- [The task]:
A full, exact copy of the records below is the required answer.

*** Data in this exercise ***

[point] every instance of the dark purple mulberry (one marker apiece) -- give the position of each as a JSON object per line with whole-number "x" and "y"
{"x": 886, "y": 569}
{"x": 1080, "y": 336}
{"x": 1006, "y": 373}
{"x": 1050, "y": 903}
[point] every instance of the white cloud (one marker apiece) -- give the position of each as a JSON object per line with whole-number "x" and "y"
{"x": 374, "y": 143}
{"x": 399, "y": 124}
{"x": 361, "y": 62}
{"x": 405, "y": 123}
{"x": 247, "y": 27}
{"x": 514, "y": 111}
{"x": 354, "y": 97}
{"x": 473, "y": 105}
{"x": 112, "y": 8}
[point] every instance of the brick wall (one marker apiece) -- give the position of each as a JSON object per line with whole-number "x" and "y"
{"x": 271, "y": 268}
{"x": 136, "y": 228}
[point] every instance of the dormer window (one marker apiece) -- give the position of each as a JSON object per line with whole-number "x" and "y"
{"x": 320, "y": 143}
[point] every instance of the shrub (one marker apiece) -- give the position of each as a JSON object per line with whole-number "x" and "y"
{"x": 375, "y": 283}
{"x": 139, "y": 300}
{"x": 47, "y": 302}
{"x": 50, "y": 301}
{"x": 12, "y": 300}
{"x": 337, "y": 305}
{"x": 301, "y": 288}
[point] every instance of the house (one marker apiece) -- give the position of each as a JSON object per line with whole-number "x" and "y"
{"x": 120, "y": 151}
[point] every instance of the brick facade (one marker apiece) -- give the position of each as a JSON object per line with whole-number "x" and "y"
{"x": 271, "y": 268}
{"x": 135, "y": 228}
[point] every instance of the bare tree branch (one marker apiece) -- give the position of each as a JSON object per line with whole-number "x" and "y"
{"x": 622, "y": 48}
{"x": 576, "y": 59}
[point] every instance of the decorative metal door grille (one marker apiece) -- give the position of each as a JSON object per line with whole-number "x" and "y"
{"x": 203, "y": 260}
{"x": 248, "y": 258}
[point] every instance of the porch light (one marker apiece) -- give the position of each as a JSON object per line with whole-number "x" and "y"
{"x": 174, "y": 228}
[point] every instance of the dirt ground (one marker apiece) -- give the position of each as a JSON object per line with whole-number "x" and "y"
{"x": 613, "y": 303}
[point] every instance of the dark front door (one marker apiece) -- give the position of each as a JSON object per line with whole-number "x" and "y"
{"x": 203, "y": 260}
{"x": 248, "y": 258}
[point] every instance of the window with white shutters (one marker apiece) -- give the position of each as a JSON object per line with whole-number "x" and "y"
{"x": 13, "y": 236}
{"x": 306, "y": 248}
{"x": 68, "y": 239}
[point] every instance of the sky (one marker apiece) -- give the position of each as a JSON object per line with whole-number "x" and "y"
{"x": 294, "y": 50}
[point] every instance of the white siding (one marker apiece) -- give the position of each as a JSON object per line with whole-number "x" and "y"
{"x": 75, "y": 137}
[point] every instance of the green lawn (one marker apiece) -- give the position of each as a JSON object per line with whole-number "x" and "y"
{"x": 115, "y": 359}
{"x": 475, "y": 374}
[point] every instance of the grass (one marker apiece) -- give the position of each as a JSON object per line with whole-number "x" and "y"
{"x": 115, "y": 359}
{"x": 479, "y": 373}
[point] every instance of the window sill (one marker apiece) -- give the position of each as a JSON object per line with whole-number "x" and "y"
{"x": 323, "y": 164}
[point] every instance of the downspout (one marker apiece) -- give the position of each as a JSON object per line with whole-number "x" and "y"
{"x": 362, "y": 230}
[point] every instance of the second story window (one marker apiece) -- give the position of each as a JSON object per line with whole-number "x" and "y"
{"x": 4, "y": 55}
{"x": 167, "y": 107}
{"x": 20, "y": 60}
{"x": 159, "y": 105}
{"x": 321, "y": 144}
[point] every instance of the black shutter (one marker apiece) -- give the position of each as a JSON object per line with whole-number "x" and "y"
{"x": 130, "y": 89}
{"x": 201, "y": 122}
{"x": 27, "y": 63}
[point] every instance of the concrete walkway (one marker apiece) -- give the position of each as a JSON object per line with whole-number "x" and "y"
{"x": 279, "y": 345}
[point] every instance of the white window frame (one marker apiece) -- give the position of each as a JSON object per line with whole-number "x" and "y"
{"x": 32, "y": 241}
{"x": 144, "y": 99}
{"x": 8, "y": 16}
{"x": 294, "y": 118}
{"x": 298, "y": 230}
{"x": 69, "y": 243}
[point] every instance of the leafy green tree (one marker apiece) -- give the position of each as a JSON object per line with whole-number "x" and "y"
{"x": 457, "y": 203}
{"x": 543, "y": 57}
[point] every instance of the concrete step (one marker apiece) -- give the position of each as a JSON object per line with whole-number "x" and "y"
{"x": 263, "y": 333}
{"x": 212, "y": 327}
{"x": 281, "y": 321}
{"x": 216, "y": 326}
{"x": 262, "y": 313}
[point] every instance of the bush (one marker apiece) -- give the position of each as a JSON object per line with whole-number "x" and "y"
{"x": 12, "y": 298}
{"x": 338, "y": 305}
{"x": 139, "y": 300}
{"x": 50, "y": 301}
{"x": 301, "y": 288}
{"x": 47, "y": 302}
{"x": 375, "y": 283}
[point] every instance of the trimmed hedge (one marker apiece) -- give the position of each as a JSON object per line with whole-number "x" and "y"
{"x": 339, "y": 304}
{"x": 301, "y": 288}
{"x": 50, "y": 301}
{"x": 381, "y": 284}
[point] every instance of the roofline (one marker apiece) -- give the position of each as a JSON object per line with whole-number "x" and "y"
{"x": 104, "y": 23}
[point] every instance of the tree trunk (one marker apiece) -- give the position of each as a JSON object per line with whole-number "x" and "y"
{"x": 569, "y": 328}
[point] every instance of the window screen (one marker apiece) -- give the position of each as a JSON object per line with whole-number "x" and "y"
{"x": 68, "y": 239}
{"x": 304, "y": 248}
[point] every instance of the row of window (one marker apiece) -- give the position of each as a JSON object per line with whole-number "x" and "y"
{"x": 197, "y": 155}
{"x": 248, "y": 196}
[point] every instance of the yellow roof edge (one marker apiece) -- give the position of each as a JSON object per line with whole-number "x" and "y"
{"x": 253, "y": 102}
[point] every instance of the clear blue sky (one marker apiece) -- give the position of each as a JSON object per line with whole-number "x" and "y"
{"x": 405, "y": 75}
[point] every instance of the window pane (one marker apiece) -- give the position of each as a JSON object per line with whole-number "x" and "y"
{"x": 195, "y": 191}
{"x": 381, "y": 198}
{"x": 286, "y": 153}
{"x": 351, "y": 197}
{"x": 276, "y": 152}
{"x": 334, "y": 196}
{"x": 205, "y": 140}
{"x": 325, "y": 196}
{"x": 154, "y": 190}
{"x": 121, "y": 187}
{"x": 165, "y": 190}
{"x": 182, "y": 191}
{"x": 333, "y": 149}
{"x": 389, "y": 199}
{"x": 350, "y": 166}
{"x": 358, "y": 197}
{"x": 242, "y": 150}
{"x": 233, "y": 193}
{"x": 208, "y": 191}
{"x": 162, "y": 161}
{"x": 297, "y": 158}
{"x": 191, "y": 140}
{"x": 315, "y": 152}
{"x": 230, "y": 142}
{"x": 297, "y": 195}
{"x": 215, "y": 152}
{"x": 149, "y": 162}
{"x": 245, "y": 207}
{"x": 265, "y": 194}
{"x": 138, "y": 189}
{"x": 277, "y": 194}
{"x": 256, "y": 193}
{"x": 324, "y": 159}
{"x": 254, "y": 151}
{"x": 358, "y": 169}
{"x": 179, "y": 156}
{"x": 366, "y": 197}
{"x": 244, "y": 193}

*** End of Data in this exercise ***

- [Answer box]:
[point] every instance of the dark purple mulberry (one marker apiece) -- give the position of each as a JSON object per line with whole-number "x" and "y"
{"x": 886, "y": 569}
{"x": 1080, "y": 336}
{"x": 1006, "y": 373}
{"x": 1050, "y": 903}
[point] every instance of the white cloud (one marker apiece) -- give the position of each as a JSON object per line with whole-number "x" and "y"
{"x": 374, "y": 143}
{"x": 399, "y": 124}
{"x": 361, "y": 62}
{"x": 405, "y": 123}
{"x": 247, "y": 27}
{"x": 514, "y": 111}
{"x": 354, "y": 97}
{"x": 473, "y": 105}
{"x": 112, "y": 8}
[point] every instance of the brick wall (one marker apiece) -- give the position of each as a JSON object per line with whole-number "x" and "y"
{"x": 271, "y": 268}
{"x": 136, "y": 228}
[point] every instance of the dormer window (one marker apiece) -- give the position of each as a JSON object per line with whole-number "x" and "y"
{"x": 320, "y": 143}
[point] every instance of the shrub (one marker apiece) -- give the position of each as a JSON object per line with whole-number "x" and "y"
{"x": 375, "y": 283}
{"x": 139, "y": 300}
{"x": 47, "y": 302}
{"x": 50, "y": 301}
{"x": 12, "y": 300}
{"x": 337, "y": 305}
{"x": 301, "y": 288}
[point] every instance of the house (one marker apiece) -- give the position of each as a JSON object per line with whole-number "x" and "y"
{"x": 120, "y": 151}
[point] every instance of the brick facade (one marker apiece) -- give the position of each as a JSON object per line with whole-number "x" and "y"
{"x": 271, "y": 268}
{"x": 135, "y": 228}
[point] every instance of the bare tree branch (one marker apiece) -- give the position of each as a JSON object per line with whole-number "x" and "y"
{"x": 622, "y": 48}
{"x": 576, "y": 59}
[point] every instance of the decorative metal door grille (one marker apiece) -- give the position of each as a JSON object per line with whole-number "x" and "y"
{"x": 203, "y": 260}
{"x": 248, "y": 258}
[point] every instance of the porch light (one marker apiece) -- give the position of each as a JSON object per line with whole-number "x" and "y"
{"x": 174, "y": 228}
[point] every instance of the dirt ground (one marker apiece) -- give the position of each as a JSON object per line with whole-number "x" and "y"
{"x": 613, "y": 303}
[point] every instance of the dark front door (one marker apiece) -- give the position of each as a JSON object per line with whole-number "x" and "y"
{"x": 203, "y": 260}
{"x": 248, "y": 258}
[point] every instance of the window with white shutters (one marker apiece) -- give the position of each as a JSON object per line with whole-number "x" and "y"
{"x": 13, "y": 236}
{"x": 306, "y": 248}
{"x": 68, "y": 239}
[point] every instance of the sky (one marker apiece) -- give the position of each as a JSON object per line with whole-number "x" and "y"
{"x": 294, "y": 50}
[point] every instance of the white siding (one marker apiece) -- give the position of each as a JSON object per line with whole-number "x" and "y"
{"x": 75, "y": 137}
[point] every instance of the green lawn (one marker apiece) -- give the position of each as a JSON object per line with whole-number "x" and "y"
{"x": 115, "y": 359}
{"x": 475, "y": 374}
[point] every instance of the grass (one marker apiece) -- give the position of each as a JSON object per line with whole-number "x" and "y"
{"x": 115, "y": 359}
{"x": 479, "y": 373}
[point] every instance of the window sill (one marker apiece) -- give the position of each as a JSON object per line with whole-number "x" and "y"
{"x": 323, "y": 164}
[point] every instance of the downspout (one marker apiece) -- give the position of each as a JSON object per line with whole-number "x" and "y"
{"x": 362, "y": 230}
[point] every instance of the second story window (one marker apiece) -- give the position of each as a JSON object per line with whole-number "x" and "y"
{"x": 4, "y": 55}
{"x": 167, "y": 107}
{"x": 20, "y": 60}
{"x": 159, "y": 105}
{"x": 321, "y": 144}
[point] every instance of the black shutter (one marker apiece) -- give the position of each as a JSON object per line with whole-number "x" and "y"
{"x": 130, "y": 89}
{"x": 201, "y": 122}
{"x": 27, "y": 63}
[point] every instance of the concrete walkway (one marker apiece) -- give the position of each as a JSON object per line with whole-number "x" and "y"
{"x": 279, "y": 345}
[point] every instance of the white window frame (one marker apiece) -- give the position of each as a JSON object per line with whole-number "x" and "y"
{"x": 32, "y": 241}
{"x": 144, "y": 99}
{"x": 8, "y": 16}
{"x": 294, "y": 118}
{"x": 298, "y": 230}
{"x": 69, "y": 243}
[point] every instance of the leafy green tree (one marker apiece) -- give the position of each as a JSON object per line with whole-number "x" and "y"
{"x": 457, "y": 203}
{"x": 543, "y": 57}
[point] every instance of the concrete step (one marker apiece) -- give the position of each as a JSON object per line with whole-number "x" and "y"
{"x": 263, "y": 333}
{"x": 212, "y": 327}
{"x": 281, "y": 321}
{"x": 216, "y": 326}
{"x": 262, "y": 313}
[point] every instance of the bush (one marker apiece) -- give the position of each as a JSON object per line with whole-number "x" and "y"
{"x": 12, "y": 298}
{"x": 338, "y": 305}
{"x": 139, "y": 300}
{"x": 50, "y": 301}
{"x": 301, "y": 288}
{"x": 47, "y": 302}
{"x": 375, "y": 283}
[point] every instance of the trimmed hedge (one marker apiece) -- give the position of each as a JSON object per line with whole-number "x" and "y"
{"x": 339, "y": 304}
{"x": 301, "y": 288}
{"x": 50, "y": 301}
{"x": 381, "y": 284}
[point] every instance of the roofline (one marker apiece) -- give the position of each as a JSON object per line with whole-number "x" and "y"
{"x": 104, "y": 23}
[point] every instance of the tree trunk (one marker apiece) -- give the position of each as a JSON object per line with whole-number "x" and "y"
{"x": 569, "y": 328}
[point] every instance of the window screen (one marker apiece) -- give the position of each as a JSON object per line with whole-number "x" and "y"
{"x": 68, "y": 239}
{"x": 304, "y": 248}
[point] every instance of the row of window (one marker apiece) -- give the position of each as a JSON object per line with whole-number "x" and "y"
{"x": 197, "y": 155}
{"x": 248, "y": 196}
[point] every instance of the yellow roof edge (one marker apiece) -- give the position of each as a JSON object per line with whole-number "x" and "y"
{"x": 253, "y": 102}
[point] every instance of the clear blue sky (one marker apiece) -- give the position of each as a JSON object per line with whole-number "x" and "y"
{"x": 405, "y": 75}
[point] every instance of the window pane (one marker apiece) -- give the position of each as a JSON object per line with whole-number "x" and "y"
{"x": 195, "y": 191}
{"x": 381, "y": 198}
{"x": 286, "y": 153}
{"x": 351, "y": 197}
{"x": 276, "y": 152}
{"x": 334, "y": 196}
{"x": 205, "y": 140}
{"x": 325, "y": 196}
{"x": 154, "y": 190}
{"x": 121, "y": 187}
{"x": 165, "y": 190}
{"x": 182, "y": 191}
{"x": 333, "y": 149}
{"x": 389, "y": 199}
{"x": 350, "y": 166}
{"x": 358, "y": 197}
{"x": 242, "y": 150}
{"x": 233, "y": 193}
{"x": 208, "y": 191}
{"x": 162, "y": 161}
{"x": 297, "y": 158}
{"x": 191, "y": 140}
{"x": 315, "y": 152}
{"x": 230, "y": 142}
{"x": 297, "y": 195}
{"x": 215, "y": 152}
{"x": 149, "y": 162}
{"x": 245, "y": 207}
{"x": 265, "y": 194}
{"x": 138, "y": 189}
{"x": 277, "y": 194}
{"x": 256, "y": 193}
{"x": 324, "y": 159}
{"x": 254, "y": 151}
{"x": 358, "y": 169}
{"x": 179, "y": 156}
{"x": 366, "y": 197}
{"x": 244, "y": 193}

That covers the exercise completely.